* [To be done]: Write out all records as given; omit images.
══════════════════════════════
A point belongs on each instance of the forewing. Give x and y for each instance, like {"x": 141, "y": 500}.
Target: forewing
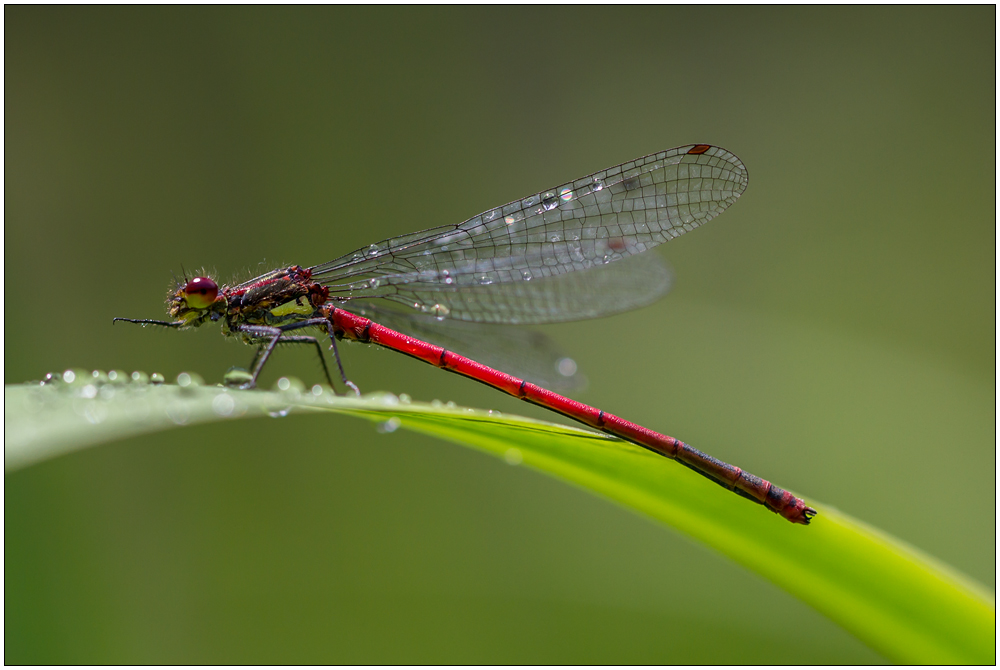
{"x": 595, "y": 221}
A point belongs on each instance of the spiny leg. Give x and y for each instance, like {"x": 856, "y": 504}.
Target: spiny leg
{"x": 308, "y": 339}
{"x": 336, "y": 356}
{"x": 276, "y": 335}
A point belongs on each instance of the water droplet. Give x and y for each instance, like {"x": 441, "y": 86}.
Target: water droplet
{"x": 513, "y": 456}
{"x": 223, "y": 404}
{"x": 389, "y": 426}
{"x": 566, "y": 367}
{"x": 178, "y": 413}
{"x": 237, "y": 377}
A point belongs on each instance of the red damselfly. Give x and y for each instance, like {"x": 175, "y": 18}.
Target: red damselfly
{"x": 572, "y": 252}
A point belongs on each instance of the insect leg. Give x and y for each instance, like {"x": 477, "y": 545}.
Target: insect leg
{"x": 336, "y": 355}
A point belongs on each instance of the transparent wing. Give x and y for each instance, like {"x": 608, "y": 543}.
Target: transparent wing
{"x": 522, "y": 352}
{"x": 504, "y": 265}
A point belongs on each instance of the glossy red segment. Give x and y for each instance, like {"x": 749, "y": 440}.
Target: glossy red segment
{"x": 777, "y": 500}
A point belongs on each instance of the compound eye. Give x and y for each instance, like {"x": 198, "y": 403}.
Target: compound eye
{"x": 200, "y": 292}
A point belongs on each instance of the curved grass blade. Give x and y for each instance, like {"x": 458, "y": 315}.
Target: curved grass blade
{"x": 901, "y": 602}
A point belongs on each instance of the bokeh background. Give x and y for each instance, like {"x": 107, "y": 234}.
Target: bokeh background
{"x": 834, "y": 331}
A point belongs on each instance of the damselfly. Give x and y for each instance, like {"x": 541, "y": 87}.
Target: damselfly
{"x": 572, "y": 252}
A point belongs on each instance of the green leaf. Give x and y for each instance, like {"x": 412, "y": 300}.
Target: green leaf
{"x": 901, "y": 602}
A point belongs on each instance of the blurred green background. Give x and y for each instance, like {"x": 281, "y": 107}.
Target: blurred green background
{"x": 834, "y": 331}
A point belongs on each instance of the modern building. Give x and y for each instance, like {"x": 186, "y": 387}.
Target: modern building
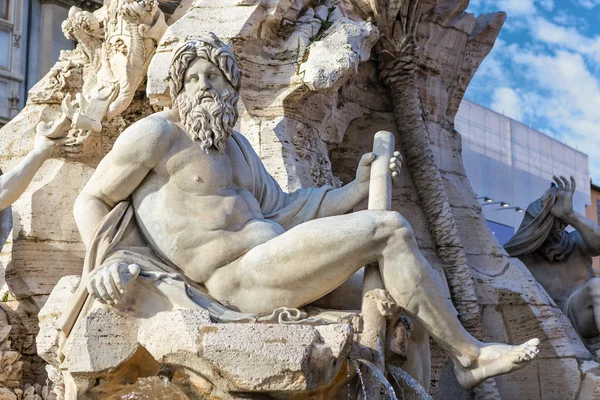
{"x": 30, "y": 43}
{"x": 510, "y": 163}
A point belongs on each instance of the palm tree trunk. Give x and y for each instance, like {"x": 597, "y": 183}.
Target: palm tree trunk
{"x": 399, "y": 76}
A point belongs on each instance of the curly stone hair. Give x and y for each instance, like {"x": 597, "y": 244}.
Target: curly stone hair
{"x": 213, "y": 50}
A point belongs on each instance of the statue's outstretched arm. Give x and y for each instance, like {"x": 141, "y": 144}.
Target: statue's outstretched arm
{"x": 137, "y": 150}
{"x": 587, "y": 233}
{"x": 15, "y": 181}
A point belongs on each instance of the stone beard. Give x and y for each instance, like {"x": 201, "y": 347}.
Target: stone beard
{"x": 209, "y": 116}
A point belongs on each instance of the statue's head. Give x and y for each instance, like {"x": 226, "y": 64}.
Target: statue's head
{"x": 204, "y": 84}
{"x": 541, "y": 232}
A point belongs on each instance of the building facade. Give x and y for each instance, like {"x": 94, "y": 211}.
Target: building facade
{"x": 509, "y": 162}
{"x": 31, "y": 40}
══════════════════════════════
* [Written solution]:
A point belongs on each instance of the forewing. Give x and y for each instance, like {"x": 141, "y": 500}.
Target: forewing
{"x": 595, "y": 221}
A point belongs on each instance of the spiny leg. Give x and y for each instance, like {"x": 856, "y": 504}.
Target: spiny leg
{"x": 308, "y": 339}
{"x": 336, "y": 356}
{"x": 276, "y": 335}
A point belongs on each instance of the water droplet. Give x and y for each instance, like {"x": 441, "y": 86}.
Target: water droplet
{"x": 513, "y": 456}
{"x": 223, "y": 404}
{"x": 389, "y": 426}
{"x": 566, "y": 367}
{"x": 178, "y": 413}
{"x": 237, "y": 377}
A point belongs on each instance of the red damselfly. Give x and y for each instance, like {"x": 175, "y": 18}.
Target: red damselfly
{"x": 572, "y": 252}
A point belongs on each instance of the insect leg. Give x and y for each instance, like {"x": 477, "y": 545}.
Target: insect leg
{"x": 336, "y": 355}
A point belongs on each instance of the transparent wing. Give x and y for each instance, like {"x": 608, "y": 543}.
Target: transparent wing
{"x": 522, "y": 352}
{"x": 504, "y": 265}
A point belongs on each instance of the glossy red segment. Give x and y for each instance, like {"x": 749, "y": 440}.
Target: glossy red segment
{"x": 777, "y": 500}
A point belongs on each instance of the compound eye. Give x and y for each instance, like {"x": 198, "y": 403}.
Target: compound eye
{"x": 200, "y": 292}
A point belongs on each instance of the curved grass blade. Give x and y for each instance, like {"x": 458, "y": 315}.
Target: curved grass blade
{"x": 901, "y": 602}
A point belongs on each instance of the bokeh background. Give x and y for each instance, like {"x": 107, "y": 234}.
Target: bokeh background
{"x": 834, "y": 331}
A point belongs on each instance of the damselfly. Give x and y for each instance, like {"x": 541, "y": 87}.
Target: damselfly
{"x": 572, "y": 252}
A point belongs on each instance of the green leaf. Give x and y for each instance, like {"x": 412, "y": 300}.
Target: green leaf
{"x": 901, "y": 602}
A point belongs on each instance of the blurred green background. Give x and y for each instance, like {"x": 281, "y": 107}.
Target: blurred green background
{"x": 834, "y": 331}
A point belongs on each instance of the modern building. Give x and y for each instance, like {"x": 186, "y": 387}.
Target: modern building
{"x": 30, "y": 43}
{"x": 510, "y": 163}
A point belongs on each instance of the palm tree trunk. Give x and y for each instance, like {"x": 597, "y": 183}.
Target: palm tree trunk
{"x": 399, "y": 76}
A point belongs on each instance of the curly stone hair. Give x and y for each instance, like {"x": 597, "y": 244}.
Target: curly stone hair
{"x": 213, "y": 50}
A point belongs on each instance of the statue's outstretched arm. Give x and y for each instance, like {"x": 141, "y": 144}.
Target: statue's outstretched arm
{"x": 137, "y": 150}
{"x": 587, "y": 233}
{"x": 15, "y": 181}
A point belongs on each instance of the stone beard. Give x and y for each instance, like {"x": 201, "y": 347}.
Target: stone beard
{"x": 209, "y": 116}
A point belongs on each instance of the statue's head. Give x and y for each instance, like {"x": 226, "y": 64}.
Target: statue's head
{"x": 204, "y": 84}
{"x": 541, "y": 232}
A point belongs on each instance of the building facade. Give x and y for each instance, like {"x": 94, "y": 211}.
Target: building facade
{"x": 509, "y": 162}
{"x": 31, "y": 40}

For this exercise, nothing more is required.